▸ **EXERCISE GOAL**
Copy out the items below word for word, starting at the line that contains "Expected: a point inside each instance of the sunflower, one" and ending at the line that contains "point(121, 308)", with both of those lines included.

▸ **SUPPLIED INFORMATION**
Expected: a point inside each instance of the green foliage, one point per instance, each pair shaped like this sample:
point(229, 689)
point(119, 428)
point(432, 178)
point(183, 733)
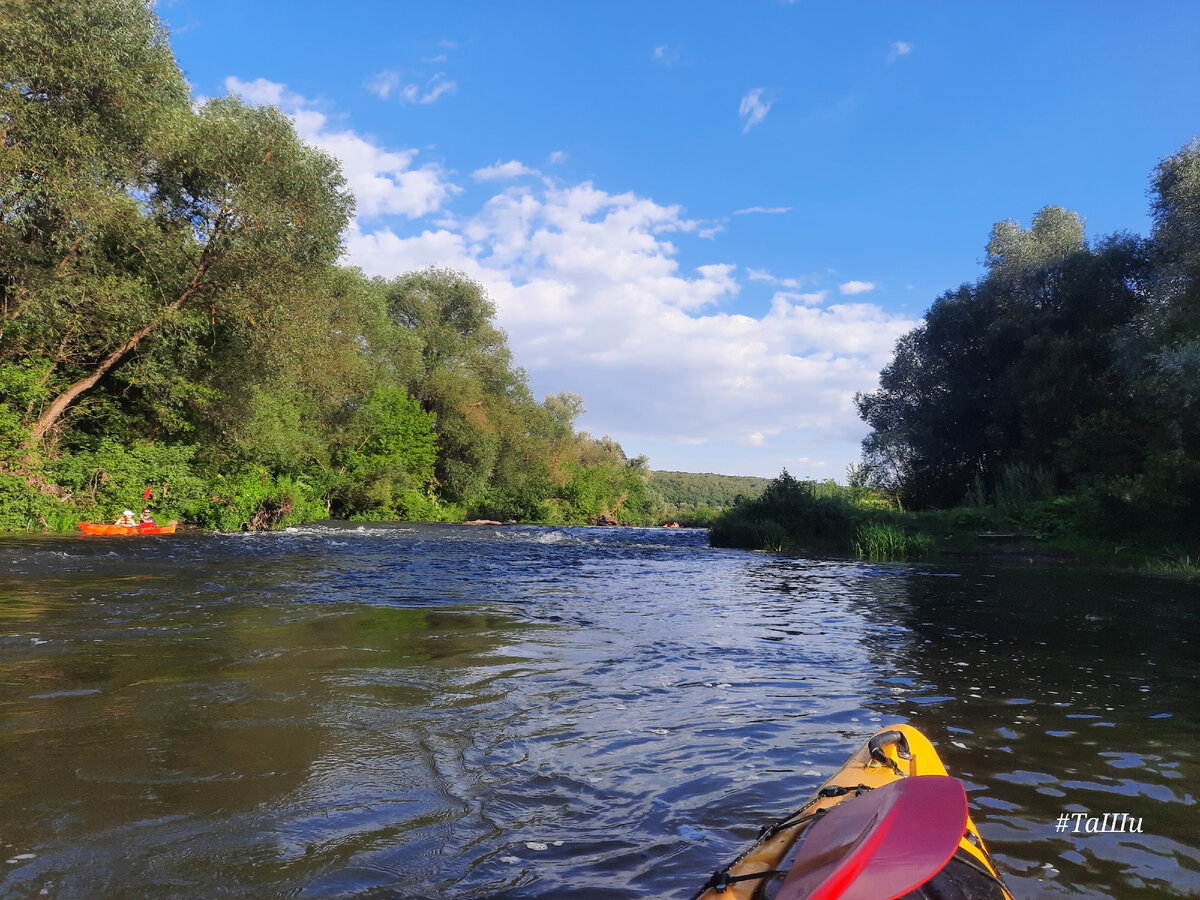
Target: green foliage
point(688, 490)
point(817, 516)
point(880, 541)
point(253, 498)
point(113, 477)
point(1071, 366)
point(790, 514)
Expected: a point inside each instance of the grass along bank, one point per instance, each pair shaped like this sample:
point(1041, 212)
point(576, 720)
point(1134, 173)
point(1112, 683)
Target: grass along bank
point(1019, 516)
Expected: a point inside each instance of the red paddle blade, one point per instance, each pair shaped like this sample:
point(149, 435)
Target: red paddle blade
point(882, 844)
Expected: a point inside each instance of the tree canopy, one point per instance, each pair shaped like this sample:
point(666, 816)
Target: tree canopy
point(1077, 358)
point(173, 316)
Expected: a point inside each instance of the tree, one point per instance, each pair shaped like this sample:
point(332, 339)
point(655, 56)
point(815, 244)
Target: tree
point(127, 217)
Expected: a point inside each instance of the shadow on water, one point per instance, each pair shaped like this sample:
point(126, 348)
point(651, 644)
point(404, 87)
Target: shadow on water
point(539, 712)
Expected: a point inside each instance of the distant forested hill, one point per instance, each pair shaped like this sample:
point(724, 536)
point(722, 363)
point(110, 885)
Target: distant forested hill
point(690, 489)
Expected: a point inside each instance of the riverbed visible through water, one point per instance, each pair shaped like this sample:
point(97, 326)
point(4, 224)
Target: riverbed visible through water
point(517, 712)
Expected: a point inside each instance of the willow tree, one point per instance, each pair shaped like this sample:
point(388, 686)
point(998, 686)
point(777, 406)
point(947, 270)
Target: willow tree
point(132, 225)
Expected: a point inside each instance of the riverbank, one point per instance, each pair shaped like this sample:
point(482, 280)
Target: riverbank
point(795, 516)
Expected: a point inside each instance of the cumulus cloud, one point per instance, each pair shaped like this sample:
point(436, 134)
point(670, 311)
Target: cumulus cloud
point(389, 84)
point(753, 108)
point(383, 181)
point(589, 287)
point(856, 287)
point(503, 171)
point(666, 54)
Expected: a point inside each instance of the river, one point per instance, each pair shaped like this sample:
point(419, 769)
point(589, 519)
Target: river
point(517, 712)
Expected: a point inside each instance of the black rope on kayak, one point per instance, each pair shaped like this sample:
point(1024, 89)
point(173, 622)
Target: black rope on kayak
point(790, 822)
point(721, 881)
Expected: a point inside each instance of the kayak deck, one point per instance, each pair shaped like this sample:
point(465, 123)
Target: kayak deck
point(891, 755)
point(125, 531)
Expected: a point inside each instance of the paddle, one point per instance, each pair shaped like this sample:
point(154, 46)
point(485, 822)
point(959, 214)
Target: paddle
point(880, 845)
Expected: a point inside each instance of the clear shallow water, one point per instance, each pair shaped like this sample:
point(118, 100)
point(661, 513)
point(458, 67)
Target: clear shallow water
point(391, 711)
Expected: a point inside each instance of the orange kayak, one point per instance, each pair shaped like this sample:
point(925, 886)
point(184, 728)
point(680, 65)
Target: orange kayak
point(125, 531)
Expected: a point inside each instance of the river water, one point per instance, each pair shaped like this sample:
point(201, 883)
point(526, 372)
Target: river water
point(439, 711)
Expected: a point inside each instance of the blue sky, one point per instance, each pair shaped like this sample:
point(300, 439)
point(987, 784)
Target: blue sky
point(713, 220)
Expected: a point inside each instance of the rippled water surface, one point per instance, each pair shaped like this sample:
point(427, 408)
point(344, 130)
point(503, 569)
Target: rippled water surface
point(517, 712)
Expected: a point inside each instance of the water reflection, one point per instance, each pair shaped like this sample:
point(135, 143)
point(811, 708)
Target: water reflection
point(445, 711)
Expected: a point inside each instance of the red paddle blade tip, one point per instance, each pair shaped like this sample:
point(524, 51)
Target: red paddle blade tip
point(881, 845)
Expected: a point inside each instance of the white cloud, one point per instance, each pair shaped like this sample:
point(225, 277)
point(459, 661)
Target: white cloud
point(753, 108)
point(591, 291)
point(383, 83)
point(502, 171)
point(594, 300)
point(383, 181)
point(856, 287)
point(388, 83)
point(666, 54)
point(767, 210)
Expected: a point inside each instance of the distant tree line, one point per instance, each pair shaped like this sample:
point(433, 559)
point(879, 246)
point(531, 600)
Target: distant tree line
point(1072, 364)
point(695, 498)
point(173, 317)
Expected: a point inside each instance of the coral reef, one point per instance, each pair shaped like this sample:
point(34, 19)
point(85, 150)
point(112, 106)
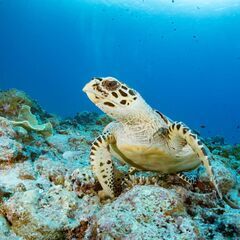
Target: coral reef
point(48, 191)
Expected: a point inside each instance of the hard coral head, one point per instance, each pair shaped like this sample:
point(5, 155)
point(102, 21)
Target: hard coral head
point(111, 96)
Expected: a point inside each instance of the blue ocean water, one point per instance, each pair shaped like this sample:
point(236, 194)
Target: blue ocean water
point(184, 58)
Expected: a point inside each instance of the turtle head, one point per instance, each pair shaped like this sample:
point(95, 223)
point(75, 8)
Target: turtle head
point(113, 97)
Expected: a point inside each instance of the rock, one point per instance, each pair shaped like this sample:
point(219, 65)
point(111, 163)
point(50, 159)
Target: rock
point(225, 176)
point(6, 128)
point(71, 155)
point(5, 230)
point(59, 142)
point(81, 181)
point(229, 224)
point(10, 150)
point(41, 215)
point(146, 212)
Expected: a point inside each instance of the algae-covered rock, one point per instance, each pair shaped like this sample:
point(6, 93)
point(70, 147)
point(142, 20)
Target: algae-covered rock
point(41, 215)
point(5, 230)
point(29, 121)
point(225, 176)
point(12, 100)
point(146, 212)
point(9, 149)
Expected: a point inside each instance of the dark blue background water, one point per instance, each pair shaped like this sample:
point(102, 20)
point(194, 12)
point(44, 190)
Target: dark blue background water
point(185, 64)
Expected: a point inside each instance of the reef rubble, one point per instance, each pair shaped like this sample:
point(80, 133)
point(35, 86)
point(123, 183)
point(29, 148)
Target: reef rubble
point(48, 191)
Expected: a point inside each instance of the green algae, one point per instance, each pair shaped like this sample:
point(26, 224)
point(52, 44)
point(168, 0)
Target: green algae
point(30, 122)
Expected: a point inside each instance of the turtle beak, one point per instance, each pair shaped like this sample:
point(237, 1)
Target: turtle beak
point(87, 87)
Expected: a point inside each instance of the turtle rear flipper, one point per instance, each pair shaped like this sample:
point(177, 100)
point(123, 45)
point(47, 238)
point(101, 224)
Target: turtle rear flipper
point(179, 130)
point(102, 164)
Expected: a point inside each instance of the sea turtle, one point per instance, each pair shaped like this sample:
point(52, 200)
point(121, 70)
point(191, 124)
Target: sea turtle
point(141, 136)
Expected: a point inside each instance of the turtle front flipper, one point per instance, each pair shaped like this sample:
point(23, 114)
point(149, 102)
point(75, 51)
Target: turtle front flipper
point(102, 164)
point(179, 130)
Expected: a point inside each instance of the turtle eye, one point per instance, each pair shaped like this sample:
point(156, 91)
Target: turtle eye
point(111, 85)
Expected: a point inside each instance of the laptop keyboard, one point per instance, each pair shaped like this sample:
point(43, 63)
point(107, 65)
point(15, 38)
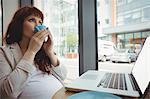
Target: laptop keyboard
point(113, 80)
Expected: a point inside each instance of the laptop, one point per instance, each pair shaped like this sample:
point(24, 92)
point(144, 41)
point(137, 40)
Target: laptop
point(133, 85)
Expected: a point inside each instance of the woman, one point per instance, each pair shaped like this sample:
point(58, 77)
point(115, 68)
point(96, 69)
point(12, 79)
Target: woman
point(29, 68)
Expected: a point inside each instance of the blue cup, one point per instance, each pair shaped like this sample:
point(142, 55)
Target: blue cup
point(41, 27)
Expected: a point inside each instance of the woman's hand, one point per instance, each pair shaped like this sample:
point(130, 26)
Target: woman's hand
point(48, 45)
point(48, 48)
point(35, 44)
point(36, 41)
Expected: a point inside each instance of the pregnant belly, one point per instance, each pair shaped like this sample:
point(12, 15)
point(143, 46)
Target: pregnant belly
point(41, 87)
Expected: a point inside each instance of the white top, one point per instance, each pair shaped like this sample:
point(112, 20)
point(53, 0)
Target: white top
point(40, 86)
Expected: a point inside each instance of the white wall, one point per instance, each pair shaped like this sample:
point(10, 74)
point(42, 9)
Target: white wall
point(9, 8)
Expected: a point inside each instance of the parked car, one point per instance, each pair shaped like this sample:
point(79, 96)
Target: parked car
point(124, 55)
point(105, 50)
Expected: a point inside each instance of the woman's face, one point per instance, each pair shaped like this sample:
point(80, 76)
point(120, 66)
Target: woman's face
point(29, 24)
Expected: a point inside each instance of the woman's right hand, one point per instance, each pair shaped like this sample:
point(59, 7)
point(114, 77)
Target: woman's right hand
point(35, 44)
point(36, 41)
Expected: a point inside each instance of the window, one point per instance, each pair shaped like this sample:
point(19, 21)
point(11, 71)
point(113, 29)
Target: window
point(1, 24)
point(61, 16)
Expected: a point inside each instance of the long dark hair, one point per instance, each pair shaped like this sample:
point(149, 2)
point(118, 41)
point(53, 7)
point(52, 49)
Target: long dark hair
point(15, 30)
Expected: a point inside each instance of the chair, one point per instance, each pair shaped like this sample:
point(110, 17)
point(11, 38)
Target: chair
point(93, 95)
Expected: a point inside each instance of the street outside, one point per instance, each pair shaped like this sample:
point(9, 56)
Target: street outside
point(72, 66)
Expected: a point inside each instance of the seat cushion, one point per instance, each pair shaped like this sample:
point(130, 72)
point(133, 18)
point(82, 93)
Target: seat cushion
point(93, 95)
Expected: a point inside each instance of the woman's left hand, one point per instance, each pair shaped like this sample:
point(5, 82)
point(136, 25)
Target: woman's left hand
point(48, 45)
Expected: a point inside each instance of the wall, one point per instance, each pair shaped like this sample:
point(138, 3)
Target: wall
point(9, 8)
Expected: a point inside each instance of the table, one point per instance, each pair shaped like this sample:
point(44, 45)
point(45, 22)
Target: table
point(147, 94)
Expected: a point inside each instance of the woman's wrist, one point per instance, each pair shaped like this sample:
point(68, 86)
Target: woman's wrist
point(29, 56)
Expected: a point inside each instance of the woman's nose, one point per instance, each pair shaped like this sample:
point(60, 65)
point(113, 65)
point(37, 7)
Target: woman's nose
point(37, 23)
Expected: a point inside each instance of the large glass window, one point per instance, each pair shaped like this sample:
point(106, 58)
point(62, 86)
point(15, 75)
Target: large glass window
point(121, 24)
point(61, 16)
point(0, 24)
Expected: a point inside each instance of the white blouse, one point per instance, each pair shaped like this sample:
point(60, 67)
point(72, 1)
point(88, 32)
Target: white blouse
point(40, 86)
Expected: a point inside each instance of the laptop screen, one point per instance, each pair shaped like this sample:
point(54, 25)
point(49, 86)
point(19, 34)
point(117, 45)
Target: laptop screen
point(141, 70)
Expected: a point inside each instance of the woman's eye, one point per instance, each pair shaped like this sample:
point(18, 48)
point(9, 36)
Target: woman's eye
point(41, 22)
point(32, 20)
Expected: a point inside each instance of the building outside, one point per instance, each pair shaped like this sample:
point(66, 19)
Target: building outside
point(124, 22)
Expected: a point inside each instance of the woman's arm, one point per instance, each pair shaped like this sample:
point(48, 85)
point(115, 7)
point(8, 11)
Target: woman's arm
point(13, 81)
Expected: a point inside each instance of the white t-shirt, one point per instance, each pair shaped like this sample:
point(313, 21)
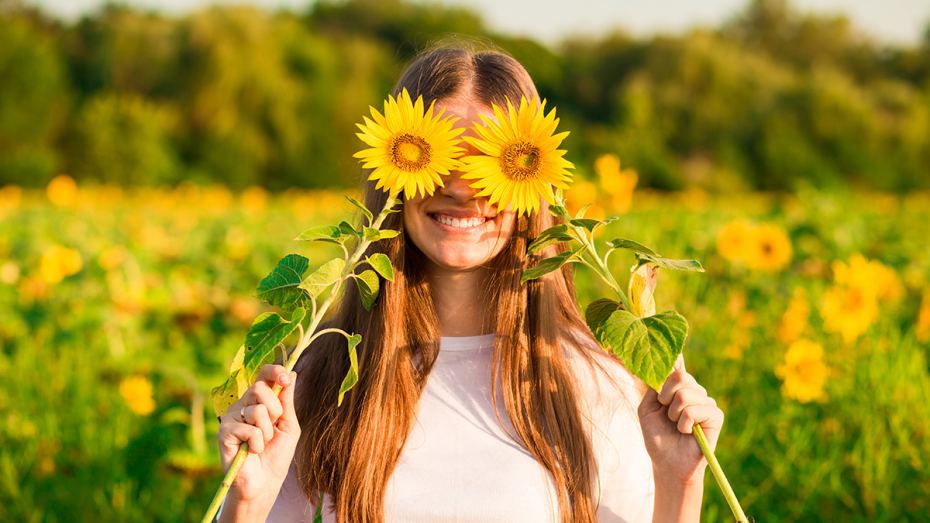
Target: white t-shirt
point(460, 465)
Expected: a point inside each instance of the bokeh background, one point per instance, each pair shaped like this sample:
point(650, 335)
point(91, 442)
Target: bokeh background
point(155, 165)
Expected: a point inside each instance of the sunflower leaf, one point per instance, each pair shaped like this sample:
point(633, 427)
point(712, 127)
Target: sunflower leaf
point(348, 229)
point(583, 210)
point(260, 348)
point(382, 265)
point(368, 288)
point(621, 243)
point(352, 375)
point(548, 265)
point(648, 347)
point(281, 288)
point(361, 207)
point(597, 313)
point(559, 210)
point(666, 263)
point(587, 223)
point(323, 233)
point(323, 277)
point(550, 236)
point(373, 235)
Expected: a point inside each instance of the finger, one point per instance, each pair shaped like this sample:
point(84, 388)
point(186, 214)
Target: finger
point(257, 415)
point(273, 375)
point(686, 397)
point(241, 432)
point(676, 380)
point(710, 418)
point(287, 422)
point(262, 394)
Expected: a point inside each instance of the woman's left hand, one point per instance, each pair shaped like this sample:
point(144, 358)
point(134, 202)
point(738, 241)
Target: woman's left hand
point(667, 418)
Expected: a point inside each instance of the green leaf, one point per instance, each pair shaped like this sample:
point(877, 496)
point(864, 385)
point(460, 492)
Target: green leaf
point(665, 263)
point(587, 223)
point(352, 376)
point(648, 347)
point(382, 265)
point(281, 288)
point(558, 210)
point(323, 233)
point(374, 235)
point(260, 348)
point(348, 229)
point(231, 390)
point(597, 313)
point(548, 265)
point(630, 245)
point(550, 236)
point(368, 287)
point(322, 278)
point(361, 207)
point(583, 210)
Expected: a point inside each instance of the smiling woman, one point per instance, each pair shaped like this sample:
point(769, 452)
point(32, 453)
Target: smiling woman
point(479, 397)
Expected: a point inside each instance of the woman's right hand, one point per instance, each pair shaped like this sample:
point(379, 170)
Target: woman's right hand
point(269, 424)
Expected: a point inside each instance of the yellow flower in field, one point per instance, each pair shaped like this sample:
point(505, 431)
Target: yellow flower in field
point(851, 305)
point(9, 272)
point(111, 258)
point(620, 184)
point(254, 198)
point(62, 190)
point(410, 147)
point(581, 193)
point(769, 249)
point(804, 374)
point(521, 161)
point(795, 318)
point(137, 391)
point(59, 262)
point(10, 196)
point(923, 318)
point(734, 238)
point(849, 310)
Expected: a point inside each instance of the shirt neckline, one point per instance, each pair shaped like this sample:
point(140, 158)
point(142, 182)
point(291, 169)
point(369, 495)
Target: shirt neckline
point(484, 341)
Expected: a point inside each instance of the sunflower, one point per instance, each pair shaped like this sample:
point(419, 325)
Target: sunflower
point(410, 147)
point(521, 161)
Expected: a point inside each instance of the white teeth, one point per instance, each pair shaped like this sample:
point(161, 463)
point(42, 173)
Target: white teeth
point(462, 224)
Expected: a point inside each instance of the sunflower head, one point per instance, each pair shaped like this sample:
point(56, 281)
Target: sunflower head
point(521, 161)
point(410, 147)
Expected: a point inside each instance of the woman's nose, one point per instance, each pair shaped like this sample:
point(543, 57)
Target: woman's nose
point(457, 187)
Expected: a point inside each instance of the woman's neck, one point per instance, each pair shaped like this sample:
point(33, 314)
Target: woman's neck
point(460, 302)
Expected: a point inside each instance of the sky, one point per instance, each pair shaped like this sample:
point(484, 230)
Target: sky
point(549, 21)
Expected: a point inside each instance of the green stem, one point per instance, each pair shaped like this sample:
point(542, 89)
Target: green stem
point(308, 336)
point(719, 475)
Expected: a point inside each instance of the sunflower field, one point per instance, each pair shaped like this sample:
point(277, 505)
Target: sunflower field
point(121, 308)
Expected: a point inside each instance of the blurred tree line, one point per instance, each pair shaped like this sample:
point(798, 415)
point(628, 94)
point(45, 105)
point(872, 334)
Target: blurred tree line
point(238, 95)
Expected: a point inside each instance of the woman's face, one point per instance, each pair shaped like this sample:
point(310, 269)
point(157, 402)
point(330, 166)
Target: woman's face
point(454, 229)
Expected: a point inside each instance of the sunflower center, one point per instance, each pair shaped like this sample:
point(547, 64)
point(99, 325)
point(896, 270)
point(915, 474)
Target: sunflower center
point(409, 152)
point(520, 161)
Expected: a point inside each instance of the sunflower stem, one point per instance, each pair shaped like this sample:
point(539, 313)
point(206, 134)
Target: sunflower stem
point(306, 338)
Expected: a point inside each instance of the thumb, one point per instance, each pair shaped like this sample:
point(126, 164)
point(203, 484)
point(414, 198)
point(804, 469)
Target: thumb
point(288, 421)
point(650, 402)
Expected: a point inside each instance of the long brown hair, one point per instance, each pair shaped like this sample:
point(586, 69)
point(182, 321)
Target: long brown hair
point(351, 451)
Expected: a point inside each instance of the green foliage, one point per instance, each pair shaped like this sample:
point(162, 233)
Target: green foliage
point(284, 287)
point(33, 100)
point(773, 99)
point(648, 346)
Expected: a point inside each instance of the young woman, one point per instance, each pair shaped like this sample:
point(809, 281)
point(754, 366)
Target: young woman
point(479, 399)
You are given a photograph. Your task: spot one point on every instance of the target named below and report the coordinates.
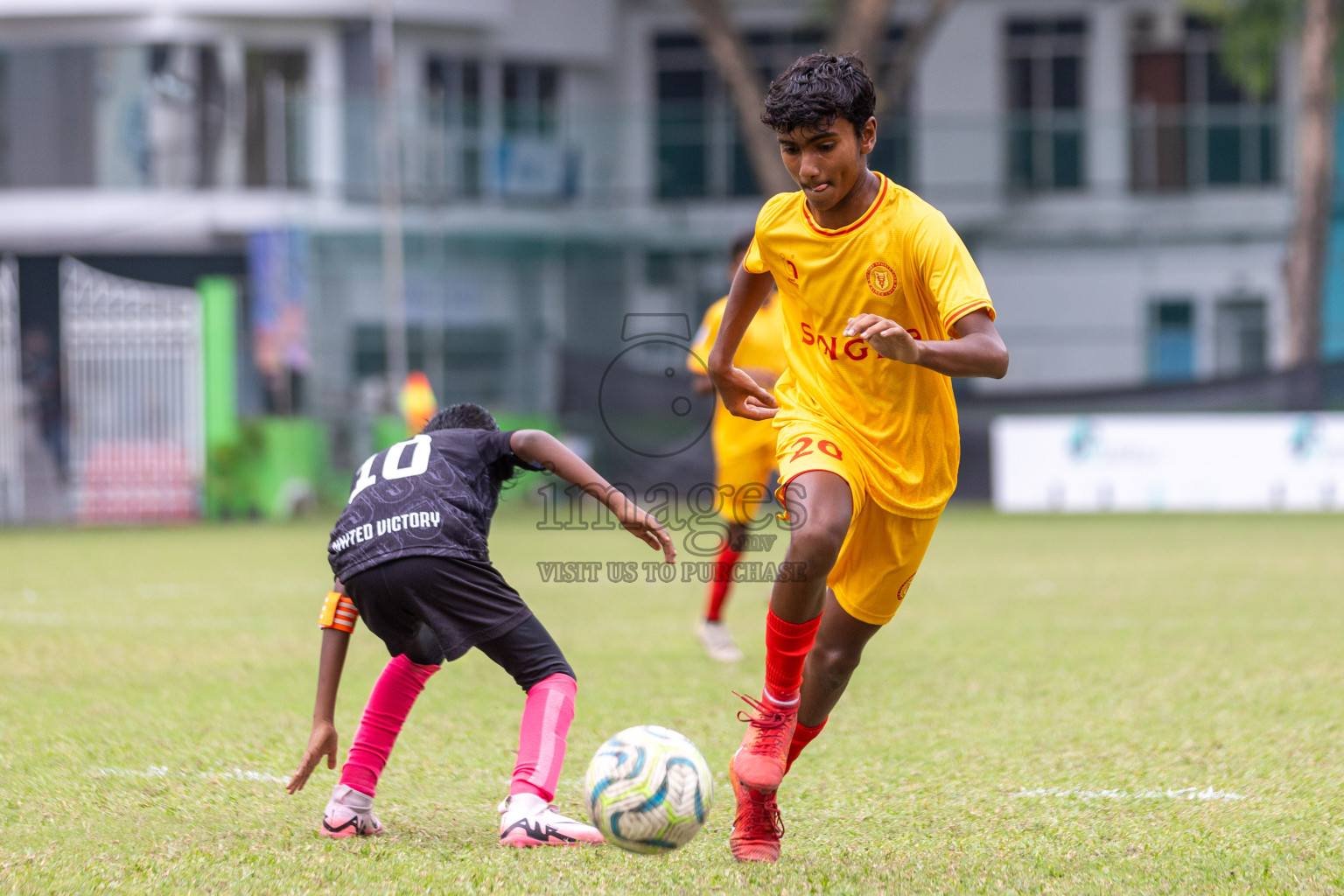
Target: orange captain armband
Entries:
(338, 612)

▸ **WRITTEN SOLUTION**
Expected: a point inside each instance of the sunflower, one point per instance, each pair shaped like this sample:
point(419, 325)
Target: sunflower
point(410, 147)
point(521, 161)
Expected: a point inside each instance of the white teeth, one point per instance, each pair shaped like this sample:
point(161, 463)
point(42, 173)
Target: white teeth
point(462, 224)
Expected: a point inside each instance of the sunflower head, one point per instance, each pair shaped like this sample:
point(56, 281)
Target: sunflower head
point(521, 161)
point(410, 147)
Expected: a point inside each instance of the woman's nose, one point per instance, each pair shaped like this sample:
point(543, 57)
Target: woman's nose
point(457, 187)
Expected: a point inside each instance of the woman's neck, one point per instance, each pair shaped like this sample:
point(33, 314)
Target: woman's neck
point(460, 302)
Expected: a point inside each instance of the sky, one point per instance, each pair shaped like this sample:
point(484, 230)
Target: sky
point(549, 21)
Expected: a point inside each instance of the green stem, one point per instance, each pair shaped like this sample:
point(542, 89)
Target: green stem
point(308, 336)
point(719, 475)
Expected: a point inside each instance of the sunflower field, one point per instance, each pair shaped like this sample:
point(277, 505)
Target: sunflower field
point(121, 308)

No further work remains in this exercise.